— REQUIRED TASKS —
• A. Decide whether each statement agrees with the abstract on tele-nursing robot interfaces, answering yes or no and quoting the deciding words: (i) Teleoperation via human motion mapping did better than the gamepad and stylus interfaces. (ii) Physical fatigue happened more in actions involving fast, large arm movements. (iii) Physical workload in robot teleoperation was assessed using electromyography.
• B. In the abstract on tele-nursing robot interfaces, what form did the teleoperation assistance take?

START PASSAGE TO READ

Tele-nursing robots provide a safe approach for patient-caring in quarantine areas. For effective nurse-robot collaboration, ergonomic teleoperation interfaces have to be developed that are intuitive and reduce the physical and cognitive workload. We propose a framework to evaluate the control interfaces that help to iteratively develop an intuitive, efficient and ergonomic teleoperation interface. We first present the usage of pre-defined objective and subjective metrics to evaluate three representative designs of contemporary teleoperation interfaces. The results indicate that teleoperation via human motion mapping outperforms the gamepad and stylus interfaces. The trade-off with using motion mapping as a teleoperation interface is the non-trivial physical fatigue. To better understand the impact of heavy physical demand during motion mapping teleoperation, we propose an objective assessment of physical workload in robot teleoperation using electromyography (EMG). We find that physical fatigue happens more in the actions that involve precise manipulation and steady posture maintenance. We further implemented the teleoperation assistance in the form of shared autonomy to eliminate the fatigue-causing component in robot teleoperation via human motion mapping. The experimental results show that the simple autonomous feature can effectively reduce the physical effort while improving the efficiency and accuracy of the teleoperation interface.
Publication
- Tsung-Chi Lin, Achyuthan Unni Krishnan and Zhi Li, “Intuitive, Efficient and Ergonomic Tele-Nursing Robot Interfaces: Design Evaluation and Evolution”, Submitted to ACM Transactions on Human-Robot Interaction (THRI), 2020.

END PASSAGE TO READ
START THE DATA

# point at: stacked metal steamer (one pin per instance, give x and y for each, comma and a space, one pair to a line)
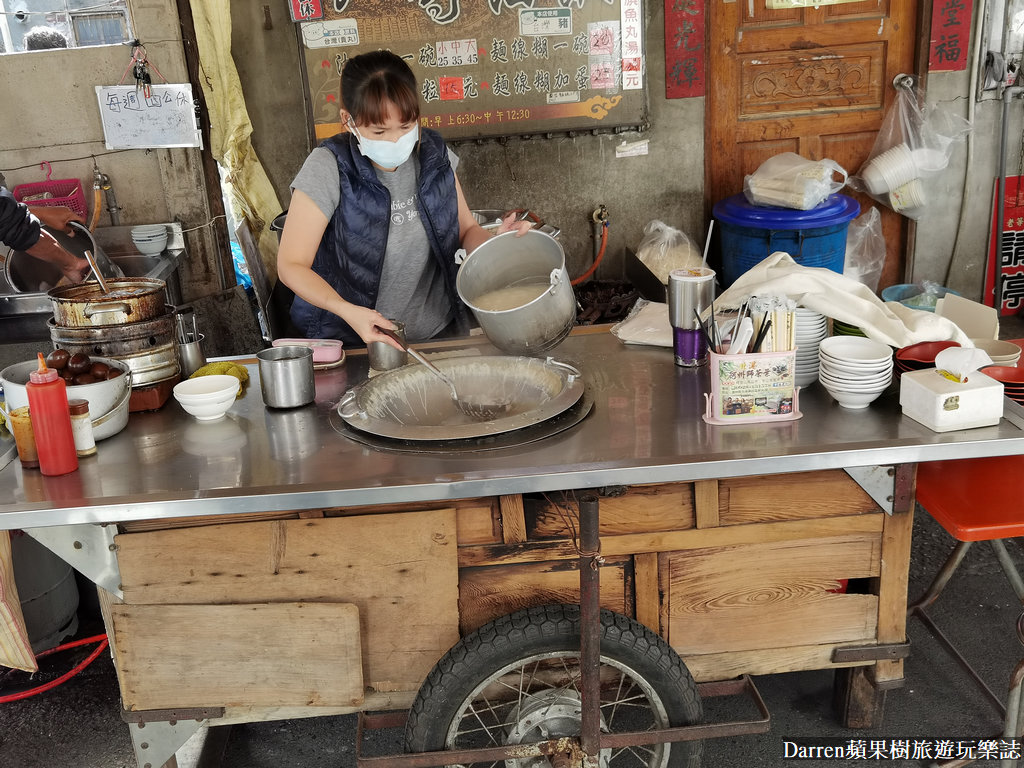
130, 322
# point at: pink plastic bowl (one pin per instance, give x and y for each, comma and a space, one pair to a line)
325, 350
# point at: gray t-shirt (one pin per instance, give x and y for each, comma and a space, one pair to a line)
412, 288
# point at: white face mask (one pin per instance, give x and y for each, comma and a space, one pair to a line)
388, 154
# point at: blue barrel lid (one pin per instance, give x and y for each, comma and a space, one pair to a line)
836, 209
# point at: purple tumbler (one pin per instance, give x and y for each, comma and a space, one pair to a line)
690, 293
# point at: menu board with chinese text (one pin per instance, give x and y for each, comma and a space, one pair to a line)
494, 68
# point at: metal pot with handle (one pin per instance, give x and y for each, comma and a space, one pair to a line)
126, 300
519, 292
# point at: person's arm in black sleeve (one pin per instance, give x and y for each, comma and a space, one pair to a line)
18, 228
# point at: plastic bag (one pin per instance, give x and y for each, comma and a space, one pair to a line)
788, 180
913, 145
664, 249
865, 249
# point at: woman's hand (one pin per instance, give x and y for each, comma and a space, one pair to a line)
366, 323
47, 249
512, 223
56, 217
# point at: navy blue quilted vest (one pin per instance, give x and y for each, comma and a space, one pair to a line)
351, 252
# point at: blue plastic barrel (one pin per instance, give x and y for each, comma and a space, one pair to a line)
816, 238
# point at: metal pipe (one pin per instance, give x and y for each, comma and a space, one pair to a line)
590, 627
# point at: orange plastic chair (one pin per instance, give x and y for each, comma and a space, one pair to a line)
976, 500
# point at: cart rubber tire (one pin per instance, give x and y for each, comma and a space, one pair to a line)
460, 675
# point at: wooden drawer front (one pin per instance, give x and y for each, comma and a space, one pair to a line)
769, 595
280, 654
641, 509
399, 569
790, 497
487, 593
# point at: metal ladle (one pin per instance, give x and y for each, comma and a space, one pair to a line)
471, 407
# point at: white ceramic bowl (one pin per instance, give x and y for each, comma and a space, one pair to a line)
855, 349
151, 246
854, 400
1001, 352
108, 399
207, 397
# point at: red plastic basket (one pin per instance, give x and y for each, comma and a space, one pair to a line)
67, 192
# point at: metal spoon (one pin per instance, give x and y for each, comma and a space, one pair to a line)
95, 271
472, 408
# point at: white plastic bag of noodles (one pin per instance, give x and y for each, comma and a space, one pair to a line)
664, 248
865, 249
913, 146
788, 180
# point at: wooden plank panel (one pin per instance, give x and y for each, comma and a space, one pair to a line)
643, 508
648, 598
676, 540
400, 570
797, 496
487, 593
513, 521
707, 667
476, 524
717, 606
258, 654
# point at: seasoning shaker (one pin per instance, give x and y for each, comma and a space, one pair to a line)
81, 427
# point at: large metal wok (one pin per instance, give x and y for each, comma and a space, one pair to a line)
413, 403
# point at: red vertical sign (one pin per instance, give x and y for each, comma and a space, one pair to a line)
1011, 260
305, 10
684, 48
950, 41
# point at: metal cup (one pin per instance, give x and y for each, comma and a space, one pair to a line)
286, 376
384, 356
690, 293
190, 356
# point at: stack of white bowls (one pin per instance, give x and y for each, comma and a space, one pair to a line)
150, 239
1001, 352
854, 370
811, 329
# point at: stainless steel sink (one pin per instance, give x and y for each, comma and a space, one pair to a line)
25, 307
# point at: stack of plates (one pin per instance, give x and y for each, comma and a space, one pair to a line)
855, 371
845, 329
150, 239
811, 329
1012, 378
1001, 352
920, 355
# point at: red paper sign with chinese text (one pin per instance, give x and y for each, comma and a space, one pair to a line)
684, 48
305, 10
950, 39
1011, 260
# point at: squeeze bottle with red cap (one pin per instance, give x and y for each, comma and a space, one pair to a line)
51, 421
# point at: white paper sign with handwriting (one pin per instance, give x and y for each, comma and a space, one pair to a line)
134, 121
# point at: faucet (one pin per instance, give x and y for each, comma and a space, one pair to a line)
102, 181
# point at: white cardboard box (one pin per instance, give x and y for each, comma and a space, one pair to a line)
942, 404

END THE DATA

— RESPONSES BY TASK —
• A.
(i) Yes: "The results indicate that teleoperation via human motion mapping outperforms the gamepad and stylus interfaces."
(ii) No: "We find that physical fatigue happens more in the actions that involve precise manipulation and steady posture maintenance."
(iii) Yes: "we propose an objective assessment of physical workload in robot teleoperation using electromyography (EMG)"

• B. Shared autonomy.